» **Records to process**
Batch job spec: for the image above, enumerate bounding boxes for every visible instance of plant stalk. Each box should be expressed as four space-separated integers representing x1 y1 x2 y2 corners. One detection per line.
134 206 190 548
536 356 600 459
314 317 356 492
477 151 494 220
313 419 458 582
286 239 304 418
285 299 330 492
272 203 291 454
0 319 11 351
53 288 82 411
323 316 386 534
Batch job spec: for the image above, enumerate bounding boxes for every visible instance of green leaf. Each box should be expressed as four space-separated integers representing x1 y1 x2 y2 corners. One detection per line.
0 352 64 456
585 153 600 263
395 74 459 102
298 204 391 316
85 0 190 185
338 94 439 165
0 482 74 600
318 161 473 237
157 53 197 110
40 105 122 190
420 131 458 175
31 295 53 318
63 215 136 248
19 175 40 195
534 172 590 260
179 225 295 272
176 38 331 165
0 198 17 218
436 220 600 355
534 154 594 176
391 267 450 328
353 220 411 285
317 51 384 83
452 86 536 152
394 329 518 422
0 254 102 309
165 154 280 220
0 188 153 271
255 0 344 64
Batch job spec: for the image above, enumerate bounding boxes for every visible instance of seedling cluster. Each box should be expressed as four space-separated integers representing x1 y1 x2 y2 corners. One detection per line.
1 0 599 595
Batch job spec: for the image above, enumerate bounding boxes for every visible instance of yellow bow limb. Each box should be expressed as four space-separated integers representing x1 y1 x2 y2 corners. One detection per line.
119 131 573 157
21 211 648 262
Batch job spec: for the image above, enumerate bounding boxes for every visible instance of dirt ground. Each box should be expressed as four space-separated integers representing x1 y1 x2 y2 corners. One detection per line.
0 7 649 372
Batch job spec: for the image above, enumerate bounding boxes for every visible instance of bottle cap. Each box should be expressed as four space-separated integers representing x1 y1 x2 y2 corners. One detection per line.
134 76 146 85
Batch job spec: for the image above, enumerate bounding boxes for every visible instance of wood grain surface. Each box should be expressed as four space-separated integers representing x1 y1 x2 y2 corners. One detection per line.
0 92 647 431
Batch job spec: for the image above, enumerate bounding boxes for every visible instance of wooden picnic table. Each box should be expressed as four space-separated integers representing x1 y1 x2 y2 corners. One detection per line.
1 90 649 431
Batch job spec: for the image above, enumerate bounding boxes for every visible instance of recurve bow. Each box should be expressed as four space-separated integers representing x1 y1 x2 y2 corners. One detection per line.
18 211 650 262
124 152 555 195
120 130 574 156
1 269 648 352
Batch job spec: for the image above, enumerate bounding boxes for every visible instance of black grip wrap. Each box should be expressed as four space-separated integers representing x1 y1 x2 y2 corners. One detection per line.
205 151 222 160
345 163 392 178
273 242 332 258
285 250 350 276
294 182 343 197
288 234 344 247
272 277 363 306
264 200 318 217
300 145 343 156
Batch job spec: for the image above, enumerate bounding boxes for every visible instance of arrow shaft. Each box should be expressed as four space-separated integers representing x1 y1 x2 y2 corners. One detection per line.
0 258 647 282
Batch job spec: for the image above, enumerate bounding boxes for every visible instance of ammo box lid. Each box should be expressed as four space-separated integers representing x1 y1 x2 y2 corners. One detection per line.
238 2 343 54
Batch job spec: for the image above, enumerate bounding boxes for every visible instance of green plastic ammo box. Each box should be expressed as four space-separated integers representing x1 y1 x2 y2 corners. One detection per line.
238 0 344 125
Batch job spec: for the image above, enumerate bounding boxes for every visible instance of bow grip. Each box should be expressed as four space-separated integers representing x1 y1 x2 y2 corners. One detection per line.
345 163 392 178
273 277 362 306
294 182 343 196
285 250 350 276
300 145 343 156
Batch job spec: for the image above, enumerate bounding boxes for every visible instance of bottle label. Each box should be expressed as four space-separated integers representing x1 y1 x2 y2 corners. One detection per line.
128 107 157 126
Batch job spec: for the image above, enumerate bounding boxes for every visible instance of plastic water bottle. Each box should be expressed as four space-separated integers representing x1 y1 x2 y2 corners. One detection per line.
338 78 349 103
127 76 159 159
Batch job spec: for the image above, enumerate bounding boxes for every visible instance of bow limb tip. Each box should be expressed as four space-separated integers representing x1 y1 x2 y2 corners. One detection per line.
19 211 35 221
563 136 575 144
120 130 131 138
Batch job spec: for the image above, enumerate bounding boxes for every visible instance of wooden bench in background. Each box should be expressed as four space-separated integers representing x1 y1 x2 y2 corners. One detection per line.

» **Work instructions**
Every line of the listing is to be returned exactly as given.

» **Exercise output**
Batch job spec: for the image above, enumerate bounding boxes for every visible instance of plant stalk. Each box should be expressed as four space-separated integers representing x1 y1 x2 y2 corners. One detection per line.
134 206 190 548
536 356 600 459
314 317 356 492
477 151 494 220
313 419 458 582
286 239 304 418
285 299 330 492
272 203 291 454
0 319 11 351
53 288 82 411
323 316 386 534
Batch job spec: for the image above, enumerate bounding boxes for every visible instance of green leaf. Each box should be expressed as four space-separated integers representing x1 y1 x2 y2 corners. One detection per line.
0 352 64 456
585 153 600 263
395 74 459 102
298 204 391 316
85 0 190 185
338 94 439 165
0 482 74 600
318 161 473 237
157 53 197 110
40 105 122 190
420 131 458 175
31 295 53 318
63 215 136 248
19 175 40 195
534 172 590 260
179 225 295 272
176 38 331 165
0 198 17 218
436 220 600 355
534 154 594 176
391 267 450 328
353 220 411 285
317 51 384 83
452 86 536 152
394 329 518 422
0 254 102 309
165 154 280 220
0 188 153 271
255 0 344 64
Batch job spec: for the image above, enumerate bounding boxes for every visible instance of seedling cluster. Each box should be expressed as four space-separated integers representing x1 y1 x2 y2 corners. One detection per line.
1 0 599 595
Batch job spec: for the image above, enumerate bounding boxes for every visible instance of yellow bow limb. Each box should be expressed as four space-separated integers representing x1 y1 x2 y2 corners. One detection per line.
119 131 573 157
21 211 648 262
Batch job spec: for the image above, enumerate bounding boxes for every visible instance of dirt ground. Each box should be expressed as four space-separated integers representing x1 y1 x2 y2 corners. One detection per line.
0 7 649 372
Batch job spec: for the image above, enumerate bounding boxes for every visible instance of bottle cap. Each box should be expressed as four space-separated integers representing x1 y1 x2 y2 corners. One detection per line.
134 76 146 85
Batch job spec: for the image above, enumerate bounding boxes for every visible instance of wood grain surface. Each box should be expressed as four space-separated integers representing x1 y1 x2 y2 corners. One detection per line.
0 92 647 431
Batch job spec: for the image above, enumerate bounding boxes for every visible instance of wooden picnic table. Each box should be expressed as four space-separated integers representing x1 y1 x2 y2 corners. One detection per line.
1 90 649 431
Batch job spec: for the image above, enumerate bounding boxes for every visible instance of recurve bow. Each box should be expressed as four space-separated integers representing x1 y1 x2 y2 corners. One detection per line.
18 211 650 262
124 152 555 195
120 130 574 156
1 269 648 352
Batch job spec: for the image above, enumerate bounding boxes for every visible instance of black grip wrap. Each box should be expressed as four space-separated integers representing x1 y1 x2 y2 corners. One detection per line.
205 151 222 160
345 163 392 178
273 242 332 258
285 250 350 276
294 182 343 197
288 234 344 247
272 277 363 306
264 200 318 217
300 145 343 156
Batch job spec: for the image above, enumerate bounding boxes for every visible instance of arrow shaft. Each box should be expressed as four space-separated integers representing x1 y1 x2 y2 corners. One detection per line.
0 258 647 282
Batch job spec: for the image above, enumerate bounding boxes for every visible instance of ammo box lid. Each box should be expressed as four space-separated integers representing x1 y1 x2 y2 corners. One detection per line.
238 2 343 54
Batch job spec: for the image above, enumerate bounding boxes for every visible instance of green plastic ammo box. Each box should be expressed as four space-separated integers representing x1 y1 x2 y2 corners. One detection per line.
238 0 344 125
Batch job spec: for the image above, enumerate bounding boxes for every visible instance of bow grip. Each box should be expressed as four space-separated integers representing x1 y1 x2 y2 corners. One detection per line.
345 163 392 178
273 277 362 306
294 182 343 196
285 250 350 276
300 145 343 156
Batch job spec: for the image above, enumerate bounding boxes for every visible instance of bottle label. Each box should be expressed as four space-separated integers representing x1 y1 x2 y2 corners. One detection per line.
128 107 157 126
Batch job spec: for the image above, enumerate bounding boxes for every visible instance of plastic water bottle. Each box should be expressed as four space-separated integers representing x1 y1 x2 y2 corners. One detection per line.
338 78 349 103
127 76 159 159
Batch job spec: for the image above, enumerate bounding boxes for every visible instance of bow limb tip. Each box should be expressed as four space-separated integers representing x1 y1 x2 y2 corners. One detection per line.
19 211 35 221
563 136 575 144
120 130 131 138
Batch job spec: for the image above, enumerate bounding boxes for every visible instance of wooden bench in background. Each box should be expressed as four space-separated integers representing x1 y1 x2 y2 corners. One detection per line.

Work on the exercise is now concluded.